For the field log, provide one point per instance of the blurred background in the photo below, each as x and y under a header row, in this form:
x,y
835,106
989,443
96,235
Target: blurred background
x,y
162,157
...
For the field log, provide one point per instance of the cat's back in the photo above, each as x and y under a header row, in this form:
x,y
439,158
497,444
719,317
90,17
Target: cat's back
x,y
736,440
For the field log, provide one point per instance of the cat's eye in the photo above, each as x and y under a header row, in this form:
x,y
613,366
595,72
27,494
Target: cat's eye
---
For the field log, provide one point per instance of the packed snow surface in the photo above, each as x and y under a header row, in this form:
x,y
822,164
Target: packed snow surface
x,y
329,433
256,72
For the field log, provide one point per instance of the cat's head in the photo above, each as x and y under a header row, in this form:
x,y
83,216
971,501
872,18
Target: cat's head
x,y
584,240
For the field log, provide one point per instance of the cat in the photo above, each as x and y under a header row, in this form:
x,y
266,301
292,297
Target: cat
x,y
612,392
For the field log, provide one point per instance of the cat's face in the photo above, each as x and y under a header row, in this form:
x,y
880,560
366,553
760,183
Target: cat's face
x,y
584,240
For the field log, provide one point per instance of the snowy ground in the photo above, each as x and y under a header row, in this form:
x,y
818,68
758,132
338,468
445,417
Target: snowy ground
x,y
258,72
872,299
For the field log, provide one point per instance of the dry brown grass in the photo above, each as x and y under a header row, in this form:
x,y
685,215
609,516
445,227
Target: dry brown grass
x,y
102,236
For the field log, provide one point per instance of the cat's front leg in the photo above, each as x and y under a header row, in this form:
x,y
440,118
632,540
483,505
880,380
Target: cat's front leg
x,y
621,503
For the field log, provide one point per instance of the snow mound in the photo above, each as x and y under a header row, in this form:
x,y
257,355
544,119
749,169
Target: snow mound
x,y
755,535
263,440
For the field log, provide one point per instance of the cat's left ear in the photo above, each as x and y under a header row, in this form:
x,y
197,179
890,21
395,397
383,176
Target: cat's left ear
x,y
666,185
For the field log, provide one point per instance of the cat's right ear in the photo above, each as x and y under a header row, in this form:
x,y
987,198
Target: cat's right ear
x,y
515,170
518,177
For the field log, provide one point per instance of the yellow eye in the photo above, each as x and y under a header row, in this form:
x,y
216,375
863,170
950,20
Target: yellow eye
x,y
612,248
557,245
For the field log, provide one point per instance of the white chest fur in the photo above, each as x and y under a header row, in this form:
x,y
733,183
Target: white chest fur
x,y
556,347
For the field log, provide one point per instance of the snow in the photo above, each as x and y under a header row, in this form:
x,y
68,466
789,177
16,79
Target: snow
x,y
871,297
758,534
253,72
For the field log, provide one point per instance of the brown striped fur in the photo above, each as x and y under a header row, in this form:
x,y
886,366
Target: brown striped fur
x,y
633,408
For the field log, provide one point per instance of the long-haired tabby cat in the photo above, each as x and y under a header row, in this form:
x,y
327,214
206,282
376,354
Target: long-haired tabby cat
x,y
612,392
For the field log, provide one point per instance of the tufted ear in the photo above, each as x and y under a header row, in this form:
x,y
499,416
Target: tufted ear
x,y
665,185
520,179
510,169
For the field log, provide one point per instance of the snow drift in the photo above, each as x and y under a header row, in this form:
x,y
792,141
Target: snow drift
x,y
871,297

[Directions for this task]: Pick out every line of the items above that contains the word "snowy", and copy each one. Case counts.

[Task result]:
For the field log, provide one point per instance of the snowy ground in the photo above, each as x and y under a header row, in this form:
Target: snowy ground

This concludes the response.